- Фрагмент документа:

┄┄┄┄┄┄┄┄┄┄┄┄┄┄┄┄┄┄┄┄

Kitobni o'qish: «Три месяца в бою. Дневник казачьего офицера»
СОВМЕСТНЫЙ ПРОЕКТ
Государственной публичной исторической библиотеки России и издательства «ФОРУМ»
«Быть участником мировой войны…»
19 июля 1914 года Германия объявила войну России. Этот день – по новому стилю 1 августа – стал первым днем Первой мировой войны.
День спустя Анна Ахматова писала:
Сроки страшные близятся. Скоро
Станет тесно от свежих могил.
Ждите глада, и труса, и мора,
И затменья небесных светил.
Страшное ахматовское пророчество сбылось.
Война, в которую в короткое время были втянуты великие и малые европейские державы, по мере развертывания грандиозных событий стала поистине Мировой. Боевые действия, помимо европейских фронтов, велись в Азии, Африке, мировом океане. Продолжавшаяся более четырех лет Первая мировая война привела к необратимым переменам. Исчез миропорядок, долгие десятилетия казавшийся устойчивым и разумным, рухнули великие империи, перекроены были европейские границы, произошли кардинальные сдвиги в социальных отношениях.

┄┄┄┄┄┄┄┄┄┄┄┄┄┄┄┄┄┄┄┄

- Условие задания:
Переведите, пожалуйста, на английский язык предложение из фрагмента о Первой мировой войне: «Продолжавшаяся более четырех лет Первая мировая война привела к необратимым переменам». Записи здесь не используются.

┄┄┄┄┄┄┄┄┄┄┄┄┄┄┄┄┄┄┄┄

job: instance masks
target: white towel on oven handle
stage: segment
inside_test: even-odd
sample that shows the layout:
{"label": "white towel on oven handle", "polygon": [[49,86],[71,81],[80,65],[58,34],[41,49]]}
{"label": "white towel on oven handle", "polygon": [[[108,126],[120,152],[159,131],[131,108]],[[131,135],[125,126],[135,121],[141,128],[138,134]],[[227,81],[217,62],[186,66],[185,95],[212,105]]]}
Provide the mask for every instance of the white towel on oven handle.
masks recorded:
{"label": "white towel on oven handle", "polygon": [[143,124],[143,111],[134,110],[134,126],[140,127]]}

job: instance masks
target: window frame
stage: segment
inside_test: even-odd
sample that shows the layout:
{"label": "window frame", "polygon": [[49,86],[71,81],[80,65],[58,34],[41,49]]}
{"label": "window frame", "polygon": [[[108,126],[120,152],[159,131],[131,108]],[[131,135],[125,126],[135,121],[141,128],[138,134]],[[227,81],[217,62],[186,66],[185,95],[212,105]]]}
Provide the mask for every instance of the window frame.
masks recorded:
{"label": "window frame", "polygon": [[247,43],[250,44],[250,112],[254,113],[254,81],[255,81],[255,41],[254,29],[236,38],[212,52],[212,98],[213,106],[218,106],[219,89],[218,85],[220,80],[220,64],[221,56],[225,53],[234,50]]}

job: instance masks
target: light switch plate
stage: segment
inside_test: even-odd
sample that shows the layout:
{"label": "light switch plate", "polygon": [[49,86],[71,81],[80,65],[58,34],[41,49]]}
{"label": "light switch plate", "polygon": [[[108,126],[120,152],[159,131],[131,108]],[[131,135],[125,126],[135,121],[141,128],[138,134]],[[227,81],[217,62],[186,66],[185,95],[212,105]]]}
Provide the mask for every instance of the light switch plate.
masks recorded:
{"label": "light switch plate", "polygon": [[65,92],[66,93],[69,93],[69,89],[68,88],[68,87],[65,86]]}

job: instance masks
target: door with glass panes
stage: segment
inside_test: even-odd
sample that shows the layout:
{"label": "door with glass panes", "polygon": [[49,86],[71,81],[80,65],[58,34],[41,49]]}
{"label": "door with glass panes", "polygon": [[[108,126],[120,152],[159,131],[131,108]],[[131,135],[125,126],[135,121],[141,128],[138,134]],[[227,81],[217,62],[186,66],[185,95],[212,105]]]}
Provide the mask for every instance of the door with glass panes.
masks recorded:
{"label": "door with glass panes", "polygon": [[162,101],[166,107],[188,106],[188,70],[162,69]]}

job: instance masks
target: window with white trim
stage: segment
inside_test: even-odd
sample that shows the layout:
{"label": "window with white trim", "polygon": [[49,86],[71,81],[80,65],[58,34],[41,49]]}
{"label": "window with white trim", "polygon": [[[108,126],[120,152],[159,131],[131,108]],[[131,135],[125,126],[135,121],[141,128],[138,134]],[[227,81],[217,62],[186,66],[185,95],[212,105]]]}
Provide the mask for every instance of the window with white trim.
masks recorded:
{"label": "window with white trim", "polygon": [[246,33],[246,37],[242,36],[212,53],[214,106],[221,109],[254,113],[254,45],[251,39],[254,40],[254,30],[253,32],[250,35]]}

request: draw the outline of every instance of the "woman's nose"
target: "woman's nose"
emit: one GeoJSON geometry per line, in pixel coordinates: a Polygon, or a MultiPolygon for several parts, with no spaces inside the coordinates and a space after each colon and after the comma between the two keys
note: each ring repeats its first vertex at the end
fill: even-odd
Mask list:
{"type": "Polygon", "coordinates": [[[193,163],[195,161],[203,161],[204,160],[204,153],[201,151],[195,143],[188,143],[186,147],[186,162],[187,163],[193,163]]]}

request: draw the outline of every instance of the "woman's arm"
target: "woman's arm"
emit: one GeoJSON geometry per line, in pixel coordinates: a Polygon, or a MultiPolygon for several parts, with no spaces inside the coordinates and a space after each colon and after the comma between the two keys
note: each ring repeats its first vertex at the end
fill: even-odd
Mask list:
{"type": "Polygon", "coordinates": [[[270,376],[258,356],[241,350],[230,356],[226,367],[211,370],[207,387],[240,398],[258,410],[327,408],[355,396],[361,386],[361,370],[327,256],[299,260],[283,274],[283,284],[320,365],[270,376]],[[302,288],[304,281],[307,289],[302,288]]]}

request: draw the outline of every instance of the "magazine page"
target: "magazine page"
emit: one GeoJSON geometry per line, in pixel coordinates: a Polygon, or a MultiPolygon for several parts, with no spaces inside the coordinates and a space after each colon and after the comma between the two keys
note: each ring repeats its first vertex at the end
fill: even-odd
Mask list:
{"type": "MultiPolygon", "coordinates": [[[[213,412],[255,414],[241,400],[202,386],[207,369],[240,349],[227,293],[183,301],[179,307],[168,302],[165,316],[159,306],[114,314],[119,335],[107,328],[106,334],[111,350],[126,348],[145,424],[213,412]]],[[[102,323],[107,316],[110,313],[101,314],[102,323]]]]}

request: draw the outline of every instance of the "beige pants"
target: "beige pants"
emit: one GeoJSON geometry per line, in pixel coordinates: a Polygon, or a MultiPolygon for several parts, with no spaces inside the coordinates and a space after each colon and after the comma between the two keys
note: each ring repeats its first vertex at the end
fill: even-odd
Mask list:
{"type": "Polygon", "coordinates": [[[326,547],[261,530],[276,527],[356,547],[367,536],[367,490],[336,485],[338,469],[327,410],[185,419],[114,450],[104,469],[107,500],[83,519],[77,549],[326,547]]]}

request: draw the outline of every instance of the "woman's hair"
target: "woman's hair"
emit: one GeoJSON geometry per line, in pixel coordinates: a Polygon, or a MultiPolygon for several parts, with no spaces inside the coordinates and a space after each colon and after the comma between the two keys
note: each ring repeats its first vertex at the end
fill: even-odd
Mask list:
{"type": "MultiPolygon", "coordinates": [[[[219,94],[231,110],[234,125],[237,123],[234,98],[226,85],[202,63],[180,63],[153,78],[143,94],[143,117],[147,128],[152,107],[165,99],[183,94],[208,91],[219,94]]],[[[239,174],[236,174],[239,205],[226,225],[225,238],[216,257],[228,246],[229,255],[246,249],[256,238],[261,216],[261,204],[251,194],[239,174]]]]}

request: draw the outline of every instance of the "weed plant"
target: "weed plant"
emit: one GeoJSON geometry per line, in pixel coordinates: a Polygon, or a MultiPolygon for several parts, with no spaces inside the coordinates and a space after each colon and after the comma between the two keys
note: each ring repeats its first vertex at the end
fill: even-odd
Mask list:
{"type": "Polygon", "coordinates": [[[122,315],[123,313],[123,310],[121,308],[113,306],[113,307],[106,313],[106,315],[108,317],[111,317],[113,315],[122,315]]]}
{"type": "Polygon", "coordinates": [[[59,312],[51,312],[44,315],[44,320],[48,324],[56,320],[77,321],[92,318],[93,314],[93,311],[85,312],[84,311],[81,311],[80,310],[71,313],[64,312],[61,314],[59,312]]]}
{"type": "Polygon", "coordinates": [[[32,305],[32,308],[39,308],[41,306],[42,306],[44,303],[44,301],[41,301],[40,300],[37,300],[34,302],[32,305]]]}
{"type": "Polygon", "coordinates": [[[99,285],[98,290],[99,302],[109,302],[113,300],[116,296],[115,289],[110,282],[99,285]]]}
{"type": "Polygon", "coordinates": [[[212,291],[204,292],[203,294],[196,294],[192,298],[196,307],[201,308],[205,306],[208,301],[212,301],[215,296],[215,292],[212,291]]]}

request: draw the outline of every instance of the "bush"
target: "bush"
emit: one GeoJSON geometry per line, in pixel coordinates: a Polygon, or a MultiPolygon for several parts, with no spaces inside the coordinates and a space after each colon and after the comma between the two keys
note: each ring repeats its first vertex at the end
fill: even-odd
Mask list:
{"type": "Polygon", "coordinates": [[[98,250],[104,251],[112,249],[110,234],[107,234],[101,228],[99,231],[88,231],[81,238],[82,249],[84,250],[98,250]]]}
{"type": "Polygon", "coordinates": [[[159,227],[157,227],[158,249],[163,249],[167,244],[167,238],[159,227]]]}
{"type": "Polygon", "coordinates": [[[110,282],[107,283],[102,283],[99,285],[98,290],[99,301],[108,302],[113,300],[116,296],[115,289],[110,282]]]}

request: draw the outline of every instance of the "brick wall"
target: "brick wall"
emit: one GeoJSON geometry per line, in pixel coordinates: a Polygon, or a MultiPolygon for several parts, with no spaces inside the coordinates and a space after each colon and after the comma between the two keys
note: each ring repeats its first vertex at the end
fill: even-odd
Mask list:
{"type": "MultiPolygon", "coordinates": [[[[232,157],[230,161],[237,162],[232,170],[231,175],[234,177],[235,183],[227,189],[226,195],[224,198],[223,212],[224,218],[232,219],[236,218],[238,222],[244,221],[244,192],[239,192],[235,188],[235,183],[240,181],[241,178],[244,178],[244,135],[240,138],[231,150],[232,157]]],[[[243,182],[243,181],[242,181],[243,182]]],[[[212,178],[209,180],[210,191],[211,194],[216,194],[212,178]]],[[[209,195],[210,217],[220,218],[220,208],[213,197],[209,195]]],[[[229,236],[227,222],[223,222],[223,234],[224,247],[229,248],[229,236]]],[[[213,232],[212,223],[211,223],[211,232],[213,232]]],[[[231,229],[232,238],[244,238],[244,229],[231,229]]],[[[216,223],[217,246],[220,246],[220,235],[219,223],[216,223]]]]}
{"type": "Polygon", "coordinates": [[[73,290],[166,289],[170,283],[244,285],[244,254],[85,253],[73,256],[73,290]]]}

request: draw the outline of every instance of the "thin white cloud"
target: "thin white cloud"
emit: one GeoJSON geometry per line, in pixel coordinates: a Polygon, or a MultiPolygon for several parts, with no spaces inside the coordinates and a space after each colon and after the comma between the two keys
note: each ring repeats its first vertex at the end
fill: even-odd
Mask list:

┄┄┄┄┄┄┄┄┄┄┄┄┄┄┄┄┄┄┄┄

- Выполненное задание:
The First World War, which lasted more than four years, led to irreversible changes.